--- START OF GIVEN INFORMATION ---

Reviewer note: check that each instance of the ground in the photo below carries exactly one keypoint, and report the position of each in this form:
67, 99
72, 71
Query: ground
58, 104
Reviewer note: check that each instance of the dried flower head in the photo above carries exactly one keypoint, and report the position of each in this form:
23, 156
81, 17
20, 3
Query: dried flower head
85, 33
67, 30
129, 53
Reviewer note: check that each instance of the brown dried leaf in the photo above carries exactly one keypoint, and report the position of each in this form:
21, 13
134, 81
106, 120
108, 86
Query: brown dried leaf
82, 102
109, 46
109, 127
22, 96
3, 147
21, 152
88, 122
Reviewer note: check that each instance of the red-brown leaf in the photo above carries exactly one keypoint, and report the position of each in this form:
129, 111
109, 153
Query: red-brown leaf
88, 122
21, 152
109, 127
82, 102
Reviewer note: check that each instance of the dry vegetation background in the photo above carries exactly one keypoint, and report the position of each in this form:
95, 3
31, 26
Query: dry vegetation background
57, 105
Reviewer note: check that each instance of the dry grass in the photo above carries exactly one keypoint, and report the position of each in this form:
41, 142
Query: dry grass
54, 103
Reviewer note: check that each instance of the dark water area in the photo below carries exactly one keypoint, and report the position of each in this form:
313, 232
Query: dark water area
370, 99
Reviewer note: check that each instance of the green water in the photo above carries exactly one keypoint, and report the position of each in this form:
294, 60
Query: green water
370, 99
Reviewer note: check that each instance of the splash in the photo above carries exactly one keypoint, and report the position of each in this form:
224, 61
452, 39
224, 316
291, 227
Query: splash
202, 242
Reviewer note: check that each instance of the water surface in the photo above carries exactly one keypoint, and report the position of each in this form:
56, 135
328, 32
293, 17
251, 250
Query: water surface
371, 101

--- END OF GIVEN INFORMATION ---

(STATED PROBLEM):
Rename "Reviewer note" to "Annotator note" throughout the entries above, and reproduce every entry with nothing else altered.

(REPLY):
Annotator note: check that each instance of the ground in the photo below carries exactly one keypoint, and report the position of each in this form:
67, 99
72, 71
Query: ground
58, 104
Annotator note: check that each instance of the dried flower head in the photo above carries exactly one keypoint, and report the position of each in this form:
23, 156
81, 17
20, 3
Query: dried flower head
85, 33
67, 30
129, 53
Annotator note: check that each instance of the brown dried leaf in the photo above carries exactly one keypoint, and report the position of each in this form:
21, 13
134, 81
106, 120
108, 86
Query: brown dried leaf
82, 102
109, 46
109, 127
22, 96
3, 147
21, 152
88, 122
Annotator note: check that each instance of the red-brown leaf in the photo above carries exactly one keypoint, and report the position of each in this form:
129, 111
109, 153
Query: red-brown leaf
88, 122
21, 152
109, 127
82, 102
Annotator note: check that each instance of the dry vegetation background in the photo above carries exactly one keypoint, and report the position of each in this form:
95, 3
31, 26
Query: dry vegetation background
57, 105
Annotator note: check that each instance of the dry grass in the photo above carries exactly one keypoint, and report the position of each in this form:
41, 142
Query: dry grass
54, 103
Annotator note: check that each instance of the dark water area in the photo below carries exactly one keypoint, and report the position of each in this form:
313, 232
Query: dark water area
370, 99
Annotator note: check that each instance of the green water in the photo above carries exactly one keypoint, and report the position of each in this form:
294, 60
Query: green water
370, 99
Annotator note: check that each instance of the splash in the photo above carries exactly one keypoint, and report the position of each in this form:
224, 61
452, 39
224, 316
291, 227
Query: splash
202, 242
Annotator note: check that each instance of the water surface in the photo above carries exactly one keypoint, and report the position of each in this form:
56, 135
328, 32
293, 17
251, 250
Query: water surface
371, 101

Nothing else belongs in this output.